───── Entries provided

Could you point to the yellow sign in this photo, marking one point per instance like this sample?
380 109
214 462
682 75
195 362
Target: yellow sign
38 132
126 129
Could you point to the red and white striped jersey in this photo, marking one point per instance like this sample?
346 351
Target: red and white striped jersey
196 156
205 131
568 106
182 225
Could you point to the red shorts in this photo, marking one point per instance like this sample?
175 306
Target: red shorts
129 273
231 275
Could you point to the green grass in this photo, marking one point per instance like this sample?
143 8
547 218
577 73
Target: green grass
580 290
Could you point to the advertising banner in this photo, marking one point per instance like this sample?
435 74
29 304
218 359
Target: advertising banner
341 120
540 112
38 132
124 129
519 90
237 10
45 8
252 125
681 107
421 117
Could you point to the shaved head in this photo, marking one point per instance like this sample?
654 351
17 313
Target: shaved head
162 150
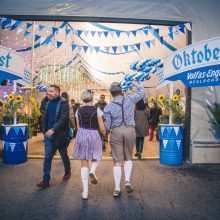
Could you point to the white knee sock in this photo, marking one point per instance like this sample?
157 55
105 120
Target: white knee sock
85 178
127 169
94 166
117 177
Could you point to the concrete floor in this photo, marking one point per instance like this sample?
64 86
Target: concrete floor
161 192
36 148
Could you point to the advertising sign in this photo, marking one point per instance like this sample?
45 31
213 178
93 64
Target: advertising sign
11 64
197 65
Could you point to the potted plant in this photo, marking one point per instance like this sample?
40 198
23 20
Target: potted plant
11 104
35 112
171 134
173 104
14 135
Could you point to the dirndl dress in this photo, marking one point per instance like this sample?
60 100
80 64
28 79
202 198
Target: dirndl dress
88 142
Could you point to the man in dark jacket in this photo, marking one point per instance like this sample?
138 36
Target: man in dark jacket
56 133
42 110
101 103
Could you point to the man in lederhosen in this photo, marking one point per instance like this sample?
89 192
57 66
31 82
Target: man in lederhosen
119 118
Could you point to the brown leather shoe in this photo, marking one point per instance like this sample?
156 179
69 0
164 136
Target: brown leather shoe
44 184
67 175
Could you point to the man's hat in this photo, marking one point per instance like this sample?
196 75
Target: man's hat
115 87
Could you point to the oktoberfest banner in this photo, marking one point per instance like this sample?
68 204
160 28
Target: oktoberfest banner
197 65
14 24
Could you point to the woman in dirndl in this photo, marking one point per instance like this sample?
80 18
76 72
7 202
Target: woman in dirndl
88 142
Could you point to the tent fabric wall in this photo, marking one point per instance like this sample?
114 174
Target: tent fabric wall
204 15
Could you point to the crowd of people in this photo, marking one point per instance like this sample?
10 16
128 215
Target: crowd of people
124 121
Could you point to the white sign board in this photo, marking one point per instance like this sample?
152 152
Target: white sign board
11 64
195 65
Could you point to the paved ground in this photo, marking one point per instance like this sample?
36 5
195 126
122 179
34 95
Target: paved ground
161 192
36 148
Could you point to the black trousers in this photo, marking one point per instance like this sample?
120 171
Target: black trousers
139 144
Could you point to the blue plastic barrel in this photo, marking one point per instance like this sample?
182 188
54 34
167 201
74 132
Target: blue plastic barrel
171 144
15 145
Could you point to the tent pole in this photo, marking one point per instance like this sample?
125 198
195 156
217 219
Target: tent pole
15 90
32 54
171 113
65 76
54 56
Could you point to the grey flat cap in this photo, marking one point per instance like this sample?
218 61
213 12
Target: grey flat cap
115 87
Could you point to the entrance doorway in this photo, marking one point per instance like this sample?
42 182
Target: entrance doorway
80 55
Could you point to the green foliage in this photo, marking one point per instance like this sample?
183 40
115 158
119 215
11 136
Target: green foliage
215 110
173 104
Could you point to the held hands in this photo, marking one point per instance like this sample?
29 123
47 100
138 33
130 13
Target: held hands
49 133
134 84
104 136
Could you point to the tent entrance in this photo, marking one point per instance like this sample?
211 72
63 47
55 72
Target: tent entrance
89 53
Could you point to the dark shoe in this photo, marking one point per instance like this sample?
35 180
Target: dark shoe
139 156
116 193
93 178
67 175
128 187
44 184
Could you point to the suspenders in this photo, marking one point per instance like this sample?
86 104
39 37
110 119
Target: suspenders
122 108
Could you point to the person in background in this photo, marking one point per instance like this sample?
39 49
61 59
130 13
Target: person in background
42 110
71 114
74 106
119 118
101 104
141 117
88 143
56 134
155 113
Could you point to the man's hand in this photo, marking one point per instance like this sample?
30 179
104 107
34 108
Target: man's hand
134 84
49 133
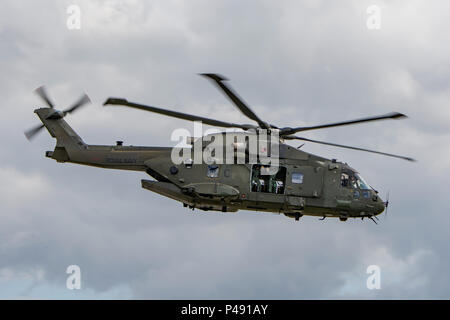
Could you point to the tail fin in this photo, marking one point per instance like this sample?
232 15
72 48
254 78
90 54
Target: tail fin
67 140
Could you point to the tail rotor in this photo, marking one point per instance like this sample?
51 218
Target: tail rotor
42 92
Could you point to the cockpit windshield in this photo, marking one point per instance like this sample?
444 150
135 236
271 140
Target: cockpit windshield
361 183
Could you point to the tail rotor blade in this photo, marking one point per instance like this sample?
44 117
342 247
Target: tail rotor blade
82 101
41 92
386 204
32 132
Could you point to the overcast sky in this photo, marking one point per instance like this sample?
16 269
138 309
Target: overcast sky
296 63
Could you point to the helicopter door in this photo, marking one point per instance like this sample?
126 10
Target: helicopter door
304 181
267 183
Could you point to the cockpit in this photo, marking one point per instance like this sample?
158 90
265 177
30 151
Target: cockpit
351 179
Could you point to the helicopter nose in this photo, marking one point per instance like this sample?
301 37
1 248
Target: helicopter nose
380 206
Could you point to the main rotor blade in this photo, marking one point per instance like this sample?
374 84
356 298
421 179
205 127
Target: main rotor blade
175 114
218 79
82 101
43 94
392 115
347 147
32 132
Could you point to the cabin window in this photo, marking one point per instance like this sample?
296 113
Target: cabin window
213 171
268 179
297 177
344 179
188 163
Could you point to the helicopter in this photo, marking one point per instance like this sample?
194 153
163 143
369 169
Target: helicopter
299 184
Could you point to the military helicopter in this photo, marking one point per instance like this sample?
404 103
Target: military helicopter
302 184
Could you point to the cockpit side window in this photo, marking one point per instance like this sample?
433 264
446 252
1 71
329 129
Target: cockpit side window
361 183
213 171
350 179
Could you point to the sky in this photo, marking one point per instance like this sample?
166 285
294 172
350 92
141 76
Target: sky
296 63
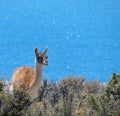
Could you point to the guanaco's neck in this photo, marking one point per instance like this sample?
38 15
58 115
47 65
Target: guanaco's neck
38 69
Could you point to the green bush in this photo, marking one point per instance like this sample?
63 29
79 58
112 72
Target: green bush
71 96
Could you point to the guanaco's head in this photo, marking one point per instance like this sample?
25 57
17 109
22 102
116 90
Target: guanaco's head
41 57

──────────

What you are asked to do
Copy, without the pictures, exactly the lines from the line with "Could you point to the military" through the end of the material above, both ends included.

Result of this exercise
Could you point to the military helicopter in this photo, marking one point per instance like this sample?
404 103
Target: military helicopter
302 184
Could you point to the cockpit side window in this photo, marking one point per instance like this sample?
433 264
446 252
1 71
329 129
Target: cockpit side window
361 183
213 171
350 179
Could you point to the sky in this photo, marking one point per instance like this sample?
166 285
294 172
350 92
141 76
Target: sky
296 63
Could you point to the guanaco's neck in this photo, marking one point per instance like this sample?
38 15
58 115
47 65
Target: guanaco's neck
38 69
Could you point to the green bush in this photo, marking one point per instance like this sample?
63 29
79 58
112 72
Target: green bush
71 96
Could you point to the guanaco's head in this photo, marking one point per instance like this sample?
25 57
17 109
22 102
116 90
Target: guanaco's head
41 57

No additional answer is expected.